Dans l'entrée du service de "réa", un seau attire le regard. "La fuite existe depuis la construction du service, en 1992", s'attriste le Dr Didier Hommel. Après 25 ans de dysfonctionnements, les murs sont partiellement tachés, par endroit troués. "On ne peut plus nettoyer, car ça suinte continuellement", se lamente-t-il.
Dans certains couloirs, la moisissure triomphe. Des petites plantes ressemblant à des fougères sortent désormais de conduits. Des fientes d'oiseaux parsèment certaines coursives à l'air libre. Parfois, les détritus s'amoncellent.
"Les malades sont douchés à l'eau froide à 6h le matin car il n'y a pas d'eau chaude. C'est indigne", tonne le Dr Hakim Amroun. Et le chef du pôle chirurgie de s'interroger: "Je ne sais pas si on accepterait qu'un métropolitain se fasse soigner comme cela..."

→ EXERCICES:
1. Les affirmations suivantes concordent-elles avec le texte fourni ? Répondez par oui ou par non à chacune, en citant textuellement les mots décisifs. (a) La fuite remonte à la construction du service, en 1992. (b) Les malades sont douchés à l'eau chaude le matin. (c) Des fientes d'oiseaux se trouvent dans certaines coursives à l'air libre.
2. Recopiez le passage du texte fourni qui va de « Dans l'entrée du » jusqu'à « les détritus s'amoncellent. », en remplaçant « moisissure » par « rouille ».
Les enregistrements qui suivent proviennent d'une source distincte.

→ ENREGISTREMENTS DE DONNÉES:
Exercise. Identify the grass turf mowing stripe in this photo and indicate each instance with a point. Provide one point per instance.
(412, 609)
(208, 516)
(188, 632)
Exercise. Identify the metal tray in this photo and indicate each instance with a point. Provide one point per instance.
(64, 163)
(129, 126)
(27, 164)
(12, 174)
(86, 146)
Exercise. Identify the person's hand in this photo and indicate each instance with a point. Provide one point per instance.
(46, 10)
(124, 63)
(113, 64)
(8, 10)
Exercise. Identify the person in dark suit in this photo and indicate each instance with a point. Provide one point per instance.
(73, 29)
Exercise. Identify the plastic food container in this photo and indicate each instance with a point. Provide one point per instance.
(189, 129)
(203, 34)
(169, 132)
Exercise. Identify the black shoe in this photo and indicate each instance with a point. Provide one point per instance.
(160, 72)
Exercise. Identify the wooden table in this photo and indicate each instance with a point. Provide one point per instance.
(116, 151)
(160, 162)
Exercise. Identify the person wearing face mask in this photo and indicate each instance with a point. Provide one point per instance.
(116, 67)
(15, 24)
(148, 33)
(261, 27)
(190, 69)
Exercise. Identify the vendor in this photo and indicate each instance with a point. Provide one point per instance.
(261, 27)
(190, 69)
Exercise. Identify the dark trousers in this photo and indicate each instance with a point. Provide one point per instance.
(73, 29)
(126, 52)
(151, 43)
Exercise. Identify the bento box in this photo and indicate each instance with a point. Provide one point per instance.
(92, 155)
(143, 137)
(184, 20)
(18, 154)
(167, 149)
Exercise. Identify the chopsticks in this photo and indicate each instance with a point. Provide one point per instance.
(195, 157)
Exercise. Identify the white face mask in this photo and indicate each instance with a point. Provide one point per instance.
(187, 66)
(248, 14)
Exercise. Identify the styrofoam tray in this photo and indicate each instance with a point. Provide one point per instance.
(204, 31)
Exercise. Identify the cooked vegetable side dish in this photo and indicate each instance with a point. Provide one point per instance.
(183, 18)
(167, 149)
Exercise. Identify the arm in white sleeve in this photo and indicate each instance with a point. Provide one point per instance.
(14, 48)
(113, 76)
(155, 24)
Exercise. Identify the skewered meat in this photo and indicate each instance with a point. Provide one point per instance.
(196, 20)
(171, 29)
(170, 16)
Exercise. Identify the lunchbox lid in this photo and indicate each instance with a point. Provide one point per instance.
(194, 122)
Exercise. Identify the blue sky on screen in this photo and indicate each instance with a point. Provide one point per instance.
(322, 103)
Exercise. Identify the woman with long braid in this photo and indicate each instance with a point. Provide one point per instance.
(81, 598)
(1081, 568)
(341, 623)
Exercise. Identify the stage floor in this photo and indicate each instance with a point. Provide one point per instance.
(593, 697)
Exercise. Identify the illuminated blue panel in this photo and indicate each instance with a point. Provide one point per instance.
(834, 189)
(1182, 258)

→ RÉPONSES PAR ORDRE:
1.
(a) Oui : « La fuite existe depuis la construction du service, en 1992 ».
(b) Non : « Les malades sont douchés à l'eau froide à 6h le matin car il n'y a pas d'eau chaude ».
(c) Oui : « Des fientes d'oiseaux parsèment certaines coursives à l'air libre ».

2.
Dans l'entrée du service de "réa", un seau attire le regard. "La fuite existe depuis la construction du service, en 1992", s'attriste le Dr Didier Hommel. Après 25 ans de dysfonctionnements, les murs sont partiellement tachés, par endroit troués. "On ne peut plus nettoyer, car ça suinte continuellement", se lamente-t-il.
Dans certains couloirs, la rouille triomphe. Des petites plantes ressemblant à des fougères sortent désormais de conduits. Des fientes d'oiseaux parsèment certaines coursives à l'air libre. Parfois, les détritus s'amoncellent.